**Given problem:** Return the items below verbatim, in the same order, with nothing changed.

**Records provided:**
_ _ _ _

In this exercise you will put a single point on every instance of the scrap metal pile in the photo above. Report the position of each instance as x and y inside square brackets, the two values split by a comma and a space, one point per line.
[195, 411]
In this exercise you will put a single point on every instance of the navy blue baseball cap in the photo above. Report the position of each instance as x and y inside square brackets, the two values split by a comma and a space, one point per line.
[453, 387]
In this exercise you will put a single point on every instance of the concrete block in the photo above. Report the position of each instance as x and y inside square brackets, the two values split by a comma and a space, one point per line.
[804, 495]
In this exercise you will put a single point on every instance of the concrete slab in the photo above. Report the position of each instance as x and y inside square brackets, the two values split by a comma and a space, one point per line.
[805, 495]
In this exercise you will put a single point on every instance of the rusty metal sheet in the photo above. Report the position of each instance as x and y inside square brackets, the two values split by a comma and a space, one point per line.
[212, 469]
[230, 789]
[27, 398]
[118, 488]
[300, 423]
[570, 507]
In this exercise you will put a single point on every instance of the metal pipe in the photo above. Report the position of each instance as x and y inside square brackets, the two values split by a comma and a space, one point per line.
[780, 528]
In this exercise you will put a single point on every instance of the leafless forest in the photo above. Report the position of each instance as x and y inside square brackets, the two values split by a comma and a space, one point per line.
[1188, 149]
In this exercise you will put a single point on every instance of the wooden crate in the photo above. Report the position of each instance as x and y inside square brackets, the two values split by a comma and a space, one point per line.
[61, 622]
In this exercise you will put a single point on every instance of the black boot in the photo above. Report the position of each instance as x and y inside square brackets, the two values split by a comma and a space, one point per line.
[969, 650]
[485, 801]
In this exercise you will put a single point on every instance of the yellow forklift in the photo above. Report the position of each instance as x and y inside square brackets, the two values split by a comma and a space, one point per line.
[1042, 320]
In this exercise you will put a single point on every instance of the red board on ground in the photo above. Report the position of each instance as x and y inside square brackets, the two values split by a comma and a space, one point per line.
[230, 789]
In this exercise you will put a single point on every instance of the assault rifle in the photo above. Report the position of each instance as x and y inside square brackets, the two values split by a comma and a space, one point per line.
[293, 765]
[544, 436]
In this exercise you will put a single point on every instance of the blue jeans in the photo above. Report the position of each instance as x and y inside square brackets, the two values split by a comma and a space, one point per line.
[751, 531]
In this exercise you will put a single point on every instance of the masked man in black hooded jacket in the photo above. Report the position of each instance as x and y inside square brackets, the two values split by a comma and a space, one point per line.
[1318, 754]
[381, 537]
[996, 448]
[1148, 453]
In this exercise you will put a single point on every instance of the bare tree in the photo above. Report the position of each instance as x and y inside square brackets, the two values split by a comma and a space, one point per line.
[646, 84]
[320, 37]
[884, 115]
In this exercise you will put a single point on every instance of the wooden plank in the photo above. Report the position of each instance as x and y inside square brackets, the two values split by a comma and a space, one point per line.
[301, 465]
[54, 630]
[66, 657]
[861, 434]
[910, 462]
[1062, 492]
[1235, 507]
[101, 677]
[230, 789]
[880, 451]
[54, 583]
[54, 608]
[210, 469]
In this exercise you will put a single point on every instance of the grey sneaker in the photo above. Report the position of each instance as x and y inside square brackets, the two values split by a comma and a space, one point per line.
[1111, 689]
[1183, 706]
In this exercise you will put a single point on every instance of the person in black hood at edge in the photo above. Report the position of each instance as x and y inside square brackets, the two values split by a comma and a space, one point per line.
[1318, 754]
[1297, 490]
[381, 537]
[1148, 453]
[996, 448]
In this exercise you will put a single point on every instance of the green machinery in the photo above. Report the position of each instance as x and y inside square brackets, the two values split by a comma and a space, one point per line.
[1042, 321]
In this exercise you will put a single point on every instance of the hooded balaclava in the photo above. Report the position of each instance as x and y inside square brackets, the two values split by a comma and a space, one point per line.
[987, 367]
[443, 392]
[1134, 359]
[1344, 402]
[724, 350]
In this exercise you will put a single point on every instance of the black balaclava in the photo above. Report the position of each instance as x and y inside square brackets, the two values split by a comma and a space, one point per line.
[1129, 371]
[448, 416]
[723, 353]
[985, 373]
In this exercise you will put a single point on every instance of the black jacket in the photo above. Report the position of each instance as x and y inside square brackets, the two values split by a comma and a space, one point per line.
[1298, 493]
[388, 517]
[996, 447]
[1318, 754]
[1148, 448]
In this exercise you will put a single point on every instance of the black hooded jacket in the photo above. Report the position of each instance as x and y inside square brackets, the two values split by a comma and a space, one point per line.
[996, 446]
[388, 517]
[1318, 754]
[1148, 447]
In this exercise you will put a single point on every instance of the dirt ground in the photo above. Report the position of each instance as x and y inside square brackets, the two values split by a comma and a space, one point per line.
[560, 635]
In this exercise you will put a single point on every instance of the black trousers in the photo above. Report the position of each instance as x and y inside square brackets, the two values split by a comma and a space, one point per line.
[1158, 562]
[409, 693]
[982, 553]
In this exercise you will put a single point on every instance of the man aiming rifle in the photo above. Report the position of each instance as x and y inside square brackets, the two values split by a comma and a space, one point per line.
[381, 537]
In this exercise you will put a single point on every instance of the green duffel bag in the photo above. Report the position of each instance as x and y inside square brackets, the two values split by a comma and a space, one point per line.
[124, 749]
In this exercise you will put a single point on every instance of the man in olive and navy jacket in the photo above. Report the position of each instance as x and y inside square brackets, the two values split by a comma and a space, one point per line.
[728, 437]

_ _ _ _

**Exercise solution:**
In this exercise you will put a single point on every instance of the scrap metal pile in the photo above. Report the position of each instance as x and y inside square brackets, the two values split by a comma and a space, one point per line.
[195, 411]
In this exercise you will put a single point on every instance of the navy blue baseball cap in the photo above. Report the position of each instance as x and y inside square brackets, the two values split by a comma and a space, one point per line.
[453, 387]
In this exercise you will put a single point on every instance of the concrete block in the photo above. Report the position of each instance as x and y inside square brackets, the two values split by a comma and a space, one point per line.
[804, 495]
In this exercise you will put a single point on every instance of the concrete slab in the photo above. Report the position of each instance as x and y inside square brackets, the two values split by a comma and a space, one point per line.
[805, 495]
In this exercise you will put a single point on every instance of the rusty metal sheet in the photo above. Report the position of each instance as x and y inside square brackets, the two values split by a comma and a space, one point per line.
[212, 469]
[230, 789]
[27, 398]
[118, 488]
[300, 423]
[570, 507]
In this exercise you will put a single point on every instance of the metal pipe in the photo above. Report the position of each instance as x and y inside square brackets, the two values split by a comma and a space, one point per line.
[780, 528]
In this exercise you will put a single point on every instance of the leafless forest in the photo above. Report the position of each instance as x and y inside square brackets, the two values split by a comma and a space, one point per line.
[1188, 149]
In this exercise you will put a single point on every instance of the wooden crate in the photo above. Report the position of each instance as x and y inside square brackets, the two values split by a comma and a space, one point per line.
[61, 622]
In this exercise you will put a single point on every instance of the black boot in the photo above. Report the position of each instance as x and y inside square brackets, the two values split by a comma and a space, one point per line.
[969, 650]
[485, 801]
In this exercise you will put a single point on every instance of the yellow forklift in the photo above. Report the position of each instance as x and y inside square brackets, the two values split by a comma and a space, one point per line.
[1042, 320]
In this exercise you will put a single point on every instance of the red board on ground in the photo above. Report the position of each instance as x and y inside square brackets, the two values split by a comma and a space, one point per line.
[230, 789]
In this exercise you will put a single point on every instance of the assault rifle in the photo above. Report the position of each instance as x and y inside square brackets, the two values split by a comma and a space, one point per line.
[293, 765]
[544, 436]
In this exercise you will put a single point on every instance of the blue jeans in the photo above. Report the position of each instance as x and y inside square brackets, the two values split by a comma and a space, one point per line.
[751, 531]
In this exercise you will put a single point on every instance of the masked man in black hooded jacket in the photo above. Report the position of each instance as x and y inside square brackets, the two values split by a comma and a space, one point per line.
[1318, 754]
[381, 537]
[996, 448]
[1148, 453]
In this exercise you will put a single point on every instance of the bare tree in the photo above. Report the position of each instance as x and y inside square brackets, the two values split by a comma and a space, one point per line.
[646, 84]
[320, 37]
[884, 115]
In this exercise you will put a single point on every instance of the wooden plank in the photo above. Report the position of each instance as x and y inside square brackets, the two values split by a comma and a space, one point per line.
[301, 465]
[54, 630]
[66, 657]
[861, 434]
[910, 462]
[1062, 492]
[1235, 507]
[101, 677]
[230, 789]
[880, 451]
[54, 583]
[54, 608]
[210, 469]
In this exercise you will put a single point on every instance of the grey sneaker in the photo above. Report the position of each instance as x and y inside square brackets, the two values split by a comma and a space, one point per line.
[1111, 689]
[1183, 706]
In this exercise you will put a single point on every instance of the person in black hood at edge in the photo above. Report the position of each instance as x and y inside square brackets, the two values split by a comma and a space, one point per line.
[1318, 754]
[1297, 490]
[381, 537]
[1148, 453]
[996, 448]
In this exercise you will put a single point on every instance of the green machinery in the photo above. Report the position of each instance as x and y inside square brackets, the two values split by a comma and a space, one point per line.
[1042, 321]
In this exercise you will put a single point on every instance of the hooded balaclava in the photo above. Report the position of each instance as x and y inside square brackets, the two values split by a comma and a space, one point per line.
[987, 367]
[443, 392]
[1134, 359]
[1344, 402]
[724, 350]
In this exercise you will put a single point on every instance of the black balaclava in the photo above. Report the position of each instance as x and y inside square brackets, the two values split by a comma and a space, one point per line.
[1129, 371]
[448, 416]
[723, 353]
[985, 373]
In this exercise you will put a single point on every instance of the black jacket in the photo above. Report the position of each instance as x and y inside square brackets, the two values split by a comma and a space, one point per line.
[1298, 493]
[388, 517]
[996, 447]
[1318, 754]
[1148, 448]
In this exercise you will put a single point on every instance of the black hooded jacket in the photo above. Report the position of each instance as x and y inside square brackets, the two values split by a comma and a space, one point per line.
[996, 446]
[388, 517]
[1318, 754]
[1148, 447]
In this exercise you will put a single point on every instance of the dirt ground in the photo above. Report the position of each instance as x and y inside square brackets, the two values split by a comma and a space, one point per line.
[560, 635]
In this exercise you will put a single point on every instance of the black trousers in the photo above. Report the position of each instance as x and y inside square brackets, the two values split by a comma and a space, one point per line.
[1158, 562]
[409, 693]
[982, 553]
In this exercise you will put a single point on every instance of the man aiming rifle in the photo above. Report the position of each instance as x and y inside square brackets, the two values split by a comma and a space, one point per line.
[381, 537]
In this exercise you will put a single point on every instance of the green duffel bag in the photo above. Report the position of each instance as x and y inside square brackets, the two values split by a comma and a space, one point per line.
[124, 749]
In this exercise you will put a single point on every instance of the man in olive and navy jacket in the photo above. Report the position of each instance as x and y inside square brackets, the two values split by a comma and a space, one point per line.
[728, 437]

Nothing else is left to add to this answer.